Raymond Sheline was a chemist at Columbia University and a member of the Special Engineer Detachment at Oak Ridge and Los Alamos. After graduating from college in 1942, Sheline received a telegram from Harold Urey inviting him to join the Manhattan Project at Columbia. His group at the university focused on resolving problems caused by corrosion during the gaseous diffusion process. After being drafted into the Army, Sheline was sent to Oak Ridge and Los Alamos as a member of the Special Engineer Detachment. At Los Alamos, he contributed to work on the trigger for the plutonium bomb. In this interview, Sheline discusses his early life and educational background. He describes memories from growing up in Ohio and from his time studying Chemistry at Bethany College. He also explains his time in the U.S. Army and how he came to work with the SED. Sheline then recalls how he met his wife Yvonne. Lastly, Sheline discusses his life after earning his Ph.D. at the University of California, Berkeley, including briefly working in Germany, working at the University of Chicago, how his career began at Florida State University, and his time researching in Copenhagen.
Raymond Sheline was a chemist who worked on the Manhattan Project at Columbia University, Oak Ridge, and Los Alamos. Sheline received his Ph.D. from the University of California at Berkeley in 1949 and was a professor at Florida State University for 48 years. Among other accomplishments, he helped establish a nuclear chemistry lab at the Niels Bohr Institute in Copenhagen and published more than 400 scientific papers. In this lecture, Sheline discusses how he initially joined the Manhattan Project, his work on gaseous diffusion at Columbia University under Nobel Prize winner Harold Urey and how he became a member of the Special Engineer Detachment. He also delves into the history of nuclear physics, providing an overview of key discoveries and personalities including J. Robert Oppenheimer, Enrico Fermi, and Edward Teller.

GIVEN INFORMATION:
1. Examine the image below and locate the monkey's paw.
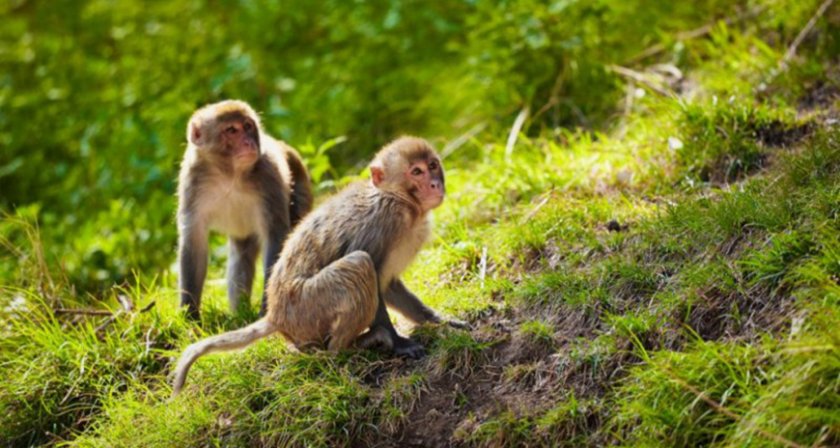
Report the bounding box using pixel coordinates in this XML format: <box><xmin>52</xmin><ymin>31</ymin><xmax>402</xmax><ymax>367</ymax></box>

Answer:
<box><xmin>446</xmin><ymin>319</ymin><xmax>473</xmax><ymax>331</ymax></box>
<box><xmin>394</xmin><ymin>337</ymin><xmax>426</xmax><ymax>359</ymax></box>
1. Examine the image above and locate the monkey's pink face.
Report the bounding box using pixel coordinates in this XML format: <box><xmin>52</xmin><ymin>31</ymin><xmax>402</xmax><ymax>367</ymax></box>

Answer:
<box><xmin>219</xmin><ymin>118</ymin><xmax>260</xmax><ymax>167</ymax></box>
<box><xmin>405</xmin><ymin>157</ymin><xmax>446</xmax><ymax>211</ymax></box>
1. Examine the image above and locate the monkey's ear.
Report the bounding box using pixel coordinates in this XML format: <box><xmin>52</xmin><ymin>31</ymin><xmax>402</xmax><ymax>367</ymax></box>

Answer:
<box><xmin>370</xmin><ymin>165</ymin><xmax>385</xmax><ymax>187</ymax></box>
<box><xmin>187</xmin><ymin>121</ymin><xmax>203</xmax><ymax>146</ymax></box>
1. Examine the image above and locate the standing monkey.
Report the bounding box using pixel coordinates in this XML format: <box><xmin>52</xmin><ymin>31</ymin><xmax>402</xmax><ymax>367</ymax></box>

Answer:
<box><xmin>173</xmin><ymin>137</ymin><xmax>465</xmax><ymax>395</ymax></box>
<box><xmin>178</xmin><ymin>100</ymin><xmax>312</xmax><ymax>318</ymax></box>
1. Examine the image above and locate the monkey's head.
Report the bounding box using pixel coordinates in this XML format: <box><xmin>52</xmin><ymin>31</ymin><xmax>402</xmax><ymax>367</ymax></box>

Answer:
<box><xmin>370</xmin><ymin>137</ymin><xmax>446</xmax><ymax>211</ymax></box>
<box><xmin>187</xmin><ymin>100</ymin><xmax>260</xmax><ymax>171</ymax></box>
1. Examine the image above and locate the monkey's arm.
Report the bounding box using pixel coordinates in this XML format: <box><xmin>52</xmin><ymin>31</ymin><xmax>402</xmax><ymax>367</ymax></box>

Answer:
<box><xmin>178</xmin><ymin>218</ymin><xmax>208</xmax><ymax>319</ymax></box>
<box><xmin>286</xmin><ymin>148</ymin><xmax>312</xmax><ymax>227</ymax></box>
<box><xmin>227</xmin><ymin>235</ymin><xmax>260</xmax><ymax>313</ymax></box>
<box><xmin>384</xmin><ymin>279</ymin><xmax>470</xmax><ymax>329</ymax></box>
<box><xmin>370</xmin><ymin>293</ymin><xmax>426</xmax><ymax>359</ymax></box>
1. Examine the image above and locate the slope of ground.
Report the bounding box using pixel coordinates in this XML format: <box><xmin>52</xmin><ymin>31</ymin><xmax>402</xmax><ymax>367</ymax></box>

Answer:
<box><xmin>0</xmin><ymin>4</ymin><xmax>840</xmax><ymax>447</ymax></box>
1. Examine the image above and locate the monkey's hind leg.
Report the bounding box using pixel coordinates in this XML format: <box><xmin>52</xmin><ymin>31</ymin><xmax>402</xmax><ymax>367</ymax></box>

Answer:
<box><xmin>294</xmin><ymin>251</ymin><xmax>378</xmax><ymax>351</ymax></box>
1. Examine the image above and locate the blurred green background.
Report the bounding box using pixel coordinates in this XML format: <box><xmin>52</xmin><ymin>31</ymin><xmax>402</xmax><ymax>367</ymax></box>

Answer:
<box><xmin>0</xmin><ymin>0</ymin><xmax>813</xmax><ymax>292</ymax></box>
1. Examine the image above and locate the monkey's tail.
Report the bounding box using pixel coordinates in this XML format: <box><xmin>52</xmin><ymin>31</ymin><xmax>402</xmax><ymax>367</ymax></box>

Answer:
<box><xmin>172</xmin><ymin>319</ymin><xmax>277</xmax><ymax>398</ymax></box>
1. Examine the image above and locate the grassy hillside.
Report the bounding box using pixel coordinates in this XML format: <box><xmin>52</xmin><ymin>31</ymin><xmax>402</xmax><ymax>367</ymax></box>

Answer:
<box><xmin>0</xmin><ymin>1</ymin><xmax>840</xmax><ymax>447</ymax></box>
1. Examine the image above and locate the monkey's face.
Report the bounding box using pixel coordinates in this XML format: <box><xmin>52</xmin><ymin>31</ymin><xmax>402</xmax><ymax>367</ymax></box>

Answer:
<box><xmin>404</xmin><ymin>156</ymin><xmax>446</xmax><ymax>211</ymax></box>
<box><xmin>217</xmin><ymin>117</ymin><xmax>260</xmax><ymax>169</ymax></box>
<box><xmin>370</xmin><ymin>137</ymin><xmax>446</xmax><ymax>211</ymax></box>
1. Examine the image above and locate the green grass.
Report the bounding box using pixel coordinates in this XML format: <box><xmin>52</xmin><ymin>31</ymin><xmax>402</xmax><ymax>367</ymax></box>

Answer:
<box><xmin>0</xmin><ymin>2</ymin><xmax>840</xmax><ymax>447</ymax></box>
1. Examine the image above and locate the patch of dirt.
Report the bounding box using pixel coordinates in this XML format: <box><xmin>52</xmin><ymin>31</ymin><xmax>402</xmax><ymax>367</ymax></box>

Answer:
<box><xmin>388</xmin><ymin>300</ymin><xmax>615</xmax><ymax>447</ymax></box>
<box><xmin>797</xmin><ymin>77</ymin><xmax>840</xmax><ymax>112</ymax></box>
<box><xmin>755</xmin><ymin>120</ymin><xmax>814</xmax><ymax>148</ymax></box>
<box><xmin>686</xmin><ymin>288</ymin><xmax>794</xmax><ymax>341</ymax></box>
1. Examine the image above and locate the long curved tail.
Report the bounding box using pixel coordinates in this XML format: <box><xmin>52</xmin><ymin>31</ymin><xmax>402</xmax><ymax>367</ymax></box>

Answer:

WHAT THIS TASK INVOLVES: Can you return the part of the Raymond Sheline text from "Raymond Sheline was a chemist who" to "and Edward Teller.", copied word for word? The records are separate from the Raymond Sheline text.

RESPONSE BELOW:
Raymond Sheline was a chemist who worked on the Manhattan Project at Columbia University, Oak Ridge, and Los Alamos. Sheline received his Ph.D. from the University of California at Berkeley in 1949 and was a professor at Florida State University for 48 years. Among other accomplishments, he helped establish a nuclear chemistry lab at the Niels Bohr Institute in Copenhagen and published more than 400 scientific papers. In this lecture, Sheline discusses how he initially joined the Manhattan Project, his work on gaseous diffusion at Columbia University under Nobel Prize winner Harold Urey and how he became a member of the Special Engineer Detachment. He also delves into the history of nuclear physics, providing an overview of key discoveries and personalities including J. Robert Oppenheimer, Enrico Fermi, and Edward Teller.